__YOUR GOAL__: The reply must consist of one number: how many lines of the data include the word "ridge".

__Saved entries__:
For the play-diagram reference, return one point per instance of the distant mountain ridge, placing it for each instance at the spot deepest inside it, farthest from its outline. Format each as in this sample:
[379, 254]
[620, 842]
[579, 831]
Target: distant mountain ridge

__THE ANSWER__: 2